==== Data excerpts ====
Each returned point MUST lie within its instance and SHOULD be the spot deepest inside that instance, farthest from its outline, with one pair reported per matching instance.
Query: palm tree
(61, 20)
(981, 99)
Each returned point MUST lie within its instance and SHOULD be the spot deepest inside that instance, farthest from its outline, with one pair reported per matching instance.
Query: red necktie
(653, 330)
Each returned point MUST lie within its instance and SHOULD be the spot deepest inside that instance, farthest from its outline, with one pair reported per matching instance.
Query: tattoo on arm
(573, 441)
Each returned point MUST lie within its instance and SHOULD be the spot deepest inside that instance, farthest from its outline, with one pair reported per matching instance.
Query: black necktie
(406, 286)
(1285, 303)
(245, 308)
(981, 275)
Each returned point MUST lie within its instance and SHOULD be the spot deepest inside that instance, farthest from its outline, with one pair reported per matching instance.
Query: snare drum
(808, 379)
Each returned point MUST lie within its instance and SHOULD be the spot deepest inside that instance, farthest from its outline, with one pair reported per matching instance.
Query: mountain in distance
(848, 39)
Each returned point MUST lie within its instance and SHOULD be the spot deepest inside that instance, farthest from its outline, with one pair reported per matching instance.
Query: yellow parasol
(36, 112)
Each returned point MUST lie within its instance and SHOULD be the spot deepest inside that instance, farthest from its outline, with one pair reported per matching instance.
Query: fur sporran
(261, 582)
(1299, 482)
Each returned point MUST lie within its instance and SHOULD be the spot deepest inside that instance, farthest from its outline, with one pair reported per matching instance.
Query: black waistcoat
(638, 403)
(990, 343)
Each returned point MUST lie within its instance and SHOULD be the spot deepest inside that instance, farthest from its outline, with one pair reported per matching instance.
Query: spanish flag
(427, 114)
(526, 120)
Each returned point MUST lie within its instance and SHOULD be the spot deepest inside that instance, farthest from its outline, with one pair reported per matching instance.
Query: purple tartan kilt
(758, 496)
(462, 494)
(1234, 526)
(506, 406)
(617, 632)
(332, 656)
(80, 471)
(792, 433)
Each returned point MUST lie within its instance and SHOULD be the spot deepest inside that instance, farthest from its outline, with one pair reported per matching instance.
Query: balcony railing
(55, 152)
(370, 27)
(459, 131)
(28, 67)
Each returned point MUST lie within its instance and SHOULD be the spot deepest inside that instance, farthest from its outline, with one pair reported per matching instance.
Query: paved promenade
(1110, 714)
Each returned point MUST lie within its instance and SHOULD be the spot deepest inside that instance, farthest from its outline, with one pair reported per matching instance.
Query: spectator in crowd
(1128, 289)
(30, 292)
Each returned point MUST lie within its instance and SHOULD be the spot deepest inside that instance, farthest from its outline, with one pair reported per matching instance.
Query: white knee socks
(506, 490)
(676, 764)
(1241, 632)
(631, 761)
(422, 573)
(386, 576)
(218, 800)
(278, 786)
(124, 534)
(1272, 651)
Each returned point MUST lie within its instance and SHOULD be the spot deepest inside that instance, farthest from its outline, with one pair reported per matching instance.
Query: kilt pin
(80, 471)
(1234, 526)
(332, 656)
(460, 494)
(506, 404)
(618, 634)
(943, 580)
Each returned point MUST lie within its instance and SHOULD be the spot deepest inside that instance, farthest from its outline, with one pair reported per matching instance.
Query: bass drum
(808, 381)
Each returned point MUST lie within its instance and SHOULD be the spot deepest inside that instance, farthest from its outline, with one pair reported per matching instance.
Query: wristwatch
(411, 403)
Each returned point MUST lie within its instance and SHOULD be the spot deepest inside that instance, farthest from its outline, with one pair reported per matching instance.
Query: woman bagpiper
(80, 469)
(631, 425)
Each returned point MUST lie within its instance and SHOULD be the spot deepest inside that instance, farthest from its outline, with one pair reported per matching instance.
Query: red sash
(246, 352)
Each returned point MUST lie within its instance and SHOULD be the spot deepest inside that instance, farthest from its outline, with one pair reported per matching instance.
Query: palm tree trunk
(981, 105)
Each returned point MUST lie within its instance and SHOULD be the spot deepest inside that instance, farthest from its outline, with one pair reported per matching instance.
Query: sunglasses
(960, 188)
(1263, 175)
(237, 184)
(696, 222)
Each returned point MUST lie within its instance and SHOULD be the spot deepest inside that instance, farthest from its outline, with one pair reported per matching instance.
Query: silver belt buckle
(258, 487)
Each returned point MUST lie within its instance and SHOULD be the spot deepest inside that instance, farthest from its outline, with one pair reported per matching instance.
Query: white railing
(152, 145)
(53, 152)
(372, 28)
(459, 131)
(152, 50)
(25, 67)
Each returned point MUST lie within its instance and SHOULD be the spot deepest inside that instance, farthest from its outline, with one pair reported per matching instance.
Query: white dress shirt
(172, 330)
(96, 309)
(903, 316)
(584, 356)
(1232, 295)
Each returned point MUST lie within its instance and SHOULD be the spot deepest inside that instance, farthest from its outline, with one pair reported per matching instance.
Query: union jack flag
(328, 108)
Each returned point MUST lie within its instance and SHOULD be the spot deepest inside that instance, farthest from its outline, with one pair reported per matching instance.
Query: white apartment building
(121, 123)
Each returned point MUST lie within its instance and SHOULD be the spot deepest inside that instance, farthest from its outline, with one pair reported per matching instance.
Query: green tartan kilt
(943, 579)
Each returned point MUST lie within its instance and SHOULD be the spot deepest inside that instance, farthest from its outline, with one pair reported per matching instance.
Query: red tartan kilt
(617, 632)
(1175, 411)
====
#### [Instructions for the task]
Transcribe every record above exactly as it appears.

#### [Task answer]
Each returned point MUST lie within its instance and SHOULD be the spot deepest inside that instance, farthest from its outline, with one pair reported per matching instance.
Query: palm tree
(61, 20)
(981, 99)
Each returned point MUST lie within its instance and SHOULD be the spot deepest inside that instance, farthest from its outline, with one pair reported per matching instance.
Query: red necktie
(653, 330)
Each returned point MUST lie within its instance and SHOULD be the spot deepest inside that instance, farthest from its outline, with one pair reported per matching instance.
Query: tattoo on arm
(573, 441)
Each returned point MUST lie within its instance and SHOULD be the spot deepest inside that instance, farthest from its outline, with one pair reported per matching instance.
Query: black necktie
(406, 286)
(1285, 303)
(245, 308)
(981, 275)
Each returned point MUST lie within its instance and SHOULD be the spot deepest inside that instance, farthest from its outline, with one pair reported per matching instance.
Query: snare drum
(808, 379)
Each returned point MUST lie within its instance and SHOULD be the spot deepest inside that instance, farthest from its outline, with one pair reported per matching instance.
Query: mountain in distance
(848, 39)
Each returned point MUST lie within its instance and SHOULD be the spot deepest inside that instance, farthest from its outline, with one pair reported per matching instance.
Query: yellow parasol
(36, 112)
Each returned point MUST lie within its instance and SHOULD be the spot deepest inside that instance, farthest from its outline, with one pair reported per matching instance.
Query: fur sporran
(261, 582)
(1299, 482)
Each returned point MUST lie within its instance and SHOULD be the spot deepest inside that instance, farthest from its outline, with one pair reported per matching instance.
Query: black waistcoat
(638, 403)
(990, 343)
Each returned point MUST lie within its instance and SHOULD be the spot deepest inside that instance, farthest from its outline, with one pair reported per matching instance.
Query: spanish flag
(427, 114)
(526, 120)
Each returned point MUST lie within its instance and SHOULD be the spot deepest inside that instance, farthest from its outline, with one pair reported per matching instance.
Query: purple tartan kilt
(758, 496)
(462, 494)
(1234, 526)
(506, 406)
(617, 632)
(332, 656)
(80, 471)
(792, 433)
Each returned point MUST lie within its instance and SHOULD be the spot deepest inside that instance, farthest from its outline, with one pair reported per matching instance.
Query: balcony railing
(55, 152)
(370, 27)
(459, 131)
(28, 67)
Each returned point MUST lie within its instance and SHOULD be the spot deepest inside that instance, farthest from its outline, with one pair reported per matching instance.
Query: paved promenade
(1110, 714)
Each returned point MUST lie within its instance and SHOULD be the spot deepest inside that instance, farthest from its outline, with one pair reported per matching instance.
Query: spectator in crowd
(1128, 289)
(30, 292)
Each returned point MUST lie within its instance and SHOULD be the spot deepest inside that instance, farthest from its outline, with one pair reported per matching instance.
Query: white knee socks
(506, 490)
(676, 764)
(1241, 632)
(631, 761)
(422, 573)
(386, 576)
(218, 800)
(278, 786)
(124, 534)
(1272, 651)
Each returned point MUST lie within its instance and SHOULD be the spot deepest inside that instance, farthest from its outline, with one pair reported per matching instance.
Query: kilt pin
(80, 471)
(1234, 526)
(332, 656)
(460, 494)
(506, 404)
(618, 634)
(943, 580)
Each returned point MUST lie within its instance and SHOULD be the spot deepest inside that instance, farthest from its outline, with one pair reported per matching instance.
Query: bass drum
(808, 381)
Each returned point MUST lie within its instance and SHOULD be the spot deepest inside that instance, farthest from its outline, with one pair reported per matching instance.
Query: wristwatch
(411, 403)
Each returned point MUST lie within its instance and SHOULD be the spot deepest inside that instance, farthest from its outline, with one pair reported per matching instance.
Query: woman bagpiper
(80, 469)
(631, 425)
Each returned point MUST lie within its instance and SHOULD be the spot deepest inside that instance, farthest from its outline, with one pair reported per matching instance.
Query: red sash
(246, 352)
Each returned point MUST lie within its instance and SHOULD be the spot deepest inside that instance, farthest from its outline, with one pair reported per matching instance.
Query: palm tree trunk
(981, 105)
Each returned point MUST lie within its instance and SHOULD be the spot deepest inside that instance, farthest from its outline, with one pair reported per matching instance.
Query: sunglasses
(960, 188)
(1263, 175)
(237, 184)
(696, 222)
Each returned point MUST lie within its instance and SHOULD be the spot deepest inside that instance, farthest from its outline, with one pair reported per matching instance.
Query: silver belt buckle
(258, 487)
Each returned point MUST lie within its instance and SHOULD be the spot deepest inside that instance, farthest from its outline, with one pair reported per matching instance.
Query: white railing
(152, 145)
(53, 152)
(372, 28)
(459, 131)
(152, 50)
(25, 67)
Each returned point MUST lie within its instance and SHOULD be the spot deepest inside that instance, farthest from its outline, with one pair reported per matching instance.
Query: white dress shirt
(172, 330)
(96, 309)
(903, 316)
(584, 356)
(1232, 295)
Each returned point MUST lie within its instance and SHOULD be the spot deepest inside that instance, farthest from its outline, with one pair reported per matching instance.
Query: union jack flag
(328, 108)
Each returned point MUST lie within its instance and SHOULD be the spot deepest inside that instance, farthest from its outline, with one pair reported per matching instance.
Query: white apartment building
(121, 123)
Each returned point MUST lie within its instance and SHOULD be the spot deepest inside that instance, farthest from its outline, with one pair reported per matching instance.
Query: green tartan kilt
(943, 579)
Each returned point MUST lie within its instance and SHOULD be the spot deepest inside that instance, farthest from its outline, with one pair reported per matching instance.
Query: red tartan kilt
(617, 632)
(1175, 411)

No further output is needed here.